Rewrite every one of the records below, changing each "corners in parentheses" to "corners in square brackets" and leaving everything else unaltered.

******

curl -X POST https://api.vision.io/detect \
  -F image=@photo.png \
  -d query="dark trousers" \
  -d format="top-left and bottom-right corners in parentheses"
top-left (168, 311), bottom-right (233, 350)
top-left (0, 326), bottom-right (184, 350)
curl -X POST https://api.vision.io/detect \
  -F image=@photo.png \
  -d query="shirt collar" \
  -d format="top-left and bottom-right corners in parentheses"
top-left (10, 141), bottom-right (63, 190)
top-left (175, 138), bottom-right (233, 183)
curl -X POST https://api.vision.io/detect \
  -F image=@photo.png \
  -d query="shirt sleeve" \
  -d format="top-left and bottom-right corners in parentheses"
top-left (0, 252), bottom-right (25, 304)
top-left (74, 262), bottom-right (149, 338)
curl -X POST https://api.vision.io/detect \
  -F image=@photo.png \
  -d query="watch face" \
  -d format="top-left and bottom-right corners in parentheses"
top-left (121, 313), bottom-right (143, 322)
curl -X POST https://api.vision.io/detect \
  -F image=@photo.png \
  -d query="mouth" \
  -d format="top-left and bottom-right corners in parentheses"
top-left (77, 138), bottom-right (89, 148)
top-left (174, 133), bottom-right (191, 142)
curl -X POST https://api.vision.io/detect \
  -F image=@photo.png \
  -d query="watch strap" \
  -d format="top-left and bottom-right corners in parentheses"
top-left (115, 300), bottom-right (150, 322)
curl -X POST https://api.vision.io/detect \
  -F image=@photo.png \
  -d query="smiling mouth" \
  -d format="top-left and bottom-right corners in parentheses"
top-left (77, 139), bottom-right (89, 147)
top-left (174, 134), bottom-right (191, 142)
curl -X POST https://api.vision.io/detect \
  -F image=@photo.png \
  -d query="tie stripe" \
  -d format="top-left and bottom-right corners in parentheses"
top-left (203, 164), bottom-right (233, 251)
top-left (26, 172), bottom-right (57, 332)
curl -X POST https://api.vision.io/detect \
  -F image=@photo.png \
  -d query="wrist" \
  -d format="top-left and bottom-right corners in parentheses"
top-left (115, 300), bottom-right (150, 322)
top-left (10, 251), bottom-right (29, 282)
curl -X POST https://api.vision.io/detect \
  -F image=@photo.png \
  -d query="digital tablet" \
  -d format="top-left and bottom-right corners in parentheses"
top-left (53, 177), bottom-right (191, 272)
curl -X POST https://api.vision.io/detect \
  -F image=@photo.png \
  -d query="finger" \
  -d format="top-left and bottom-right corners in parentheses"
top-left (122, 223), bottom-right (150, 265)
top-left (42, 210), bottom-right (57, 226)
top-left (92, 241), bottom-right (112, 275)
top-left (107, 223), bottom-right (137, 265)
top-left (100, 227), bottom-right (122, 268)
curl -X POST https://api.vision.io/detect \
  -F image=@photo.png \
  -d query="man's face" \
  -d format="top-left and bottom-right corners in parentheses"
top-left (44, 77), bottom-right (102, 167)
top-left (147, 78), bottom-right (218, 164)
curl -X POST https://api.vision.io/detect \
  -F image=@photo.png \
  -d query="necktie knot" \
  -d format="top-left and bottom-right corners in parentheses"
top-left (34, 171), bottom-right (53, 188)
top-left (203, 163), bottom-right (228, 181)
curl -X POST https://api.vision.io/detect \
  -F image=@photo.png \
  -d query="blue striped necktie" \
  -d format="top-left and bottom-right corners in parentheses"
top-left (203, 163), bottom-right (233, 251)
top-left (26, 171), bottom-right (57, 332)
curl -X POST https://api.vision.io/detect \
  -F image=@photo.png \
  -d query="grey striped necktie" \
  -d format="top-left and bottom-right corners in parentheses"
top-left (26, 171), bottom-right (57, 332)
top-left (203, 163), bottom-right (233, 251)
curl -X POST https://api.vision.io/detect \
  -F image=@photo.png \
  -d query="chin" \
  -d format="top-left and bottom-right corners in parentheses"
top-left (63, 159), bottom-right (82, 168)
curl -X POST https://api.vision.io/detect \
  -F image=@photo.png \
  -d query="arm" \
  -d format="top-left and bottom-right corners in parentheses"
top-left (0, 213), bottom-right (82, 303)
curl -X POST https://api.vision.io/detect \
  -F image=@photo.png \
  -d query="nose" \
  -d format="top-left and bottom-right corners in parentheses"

******

◆ **OUTPUT FOR THIS TASK**:
curl -X POST https://api.vision.io/detect \
  -F image=@photo.png \
  -d query="dark trousers" \
  -d format="top-left and bottom-right corners in square brackets"
top-left (168, 311), bottom-right (233, 350)
top-left (0, 326), bottom-right (184, 350)
curl -X POST https://api.vision.io/detect \
  -F image=@photo.png \
  -d query="shirt collar" \
  -d format="top-left and bottom-right corners in square brackets"
top-left (10, 141), bottom-right (63, 190)
top-left (175, 138), bottom-right (233, 183)
curl -X POST https://api.vision.io/detect \
  -F image=@photo.png \
  -d query="shirt sleeve" \
  -d format="top-left and bottom-right corners in square brackets"
top-left (0, 252), bottom-right (25, 304)
top-left (74, 262), bottom-right (149, 338)
curl -X POST https://api.vision.io/detect \
  -F image=@photo.png \
  -d query="watch face" \
  -d format="top-left and bottom-right corners in square brackets"
top-left (121, 313), bottom-right (143, 322)
curl -X POST https://api.vision.io/detect \
  -F image=@photo.png \
  -d query="mouth" \
  -d format="top-left and bottom-right corners in square brackets"
top-left (77, 138), bottom-right (89, 148)
top-left (174, 133), bottom-right (191, 142)
curl -X POST https://api.vision.io/detect \
  -F image=@photo.png \
  -d query="watch strap" \
  -d format="top-left and bottom-right corners in square brackets"
top-left (115, 300), bottom-right (150, 322)
curl -X POST https://api.vision.io/detect \
  -F image=@photo.png \
  -d query="smiling mouth" \
  -d format="top-left and bottom-right corners in square brackets"
top-left (77, 139), bottom-right (89, 147)
top-left (174, 134), bottom-right (191, 142)
curl -X POST https://api.vision.io/detect \
  -F image=@photo.png \
  -d query="tie stripe" \
  -d format="top-left and bottom-right corners in square brackets"
top-left (203, 164), bottom-right (233, 251)
top-left (26, 172), bottom-right (57, 332)
curl -X POST https://api.vision.io/detect \
  -F image=@photo.png \
  -d query="wrist" \
  -d format="top-left and bottom-right corners in square brackets"
top-left (115, 300), bottom-right (150, 322)
top-left (10, 251), bottom-right (29, 282)
curl -X POST https://api.vision.io/detect \
  -F image=@photo.png \
  -d query="digital tablet" \
  -d format="top-left and bottom-right corners in square brackets"
top-left (53, 177), bottom-right (191, 272)
curl -X POST https://api.vision.io/detect \
  -F image=@photo.png \
  -d query="finger" \
  -d format="top-left and bottom-right corners in square brackets"
top-left (122, 223), bottom-right (150, 265)
top-left (42, 210), bottom-right (57, 226)
top-left (92, 241), bottom-right (112, 275)
top-left (107, 223), bottom-right (137, 265)
top-left (100, 227), bottom-right (122, 268)
curl -X POST https://api.vision.io/detect \
  -F image=@photo.png \
  -d query="man's face" \
  -d format="top-left and bottom-right corners in square brackets"
top-left (44, 77), bottom-right (102, 167)
top-left (147, 78), bottom-right (218, 164)
curl -X POST https://api.vision.io/detect \
  -F image=@photo.png \
  -d query="necktie knot" \
  -d format="top-left and bottom-right corners in square brackets"
top-left (34, 171), bottom-right (53, 188)
top-left (203, 163), bottom-right (228, 181)
curl -X POST https://api.vision.io/detect \
  -F image=@photo.png \
  -d query="blue striped necktie" \
  -d format="top-left and bottom-right corners in square brackets"
top-left (203, 163), bottom-right (233, 251)
top-left (26, 171), bottom-right (57, 332)
curl -X POST https://api.vision.io/detect \
  -F image=@photo.png \
  -d query="grey striped necktie" \
  -d format="top-left and bottom-right corners in square brackets"
top-left (26, 171), bottom-right (57, 332)
top-left (203, 163), bottom-right (233, 251)
curl -X POST https://api.vision.io/detect \
  -F image=@photo.png \
  -d query="chin" \
  -d format="top-left and bottom-right corners in square brackets"
top-left (63, 159), bottom-right (82, 168)
curl -X POST https://api.vision.io/detect \
  -F image=@photo.png \
  -d query="arm" \
  -d format="top-left and bottom-right corners in square brackets"
top-left (0, 213), bottom-right (82, 303)
curl -X POST https://api.vision.io/detect \
  -F image=@photo.png \
  -d query="nose" \
  -d format="top-left and bottom-right corners in square brackets"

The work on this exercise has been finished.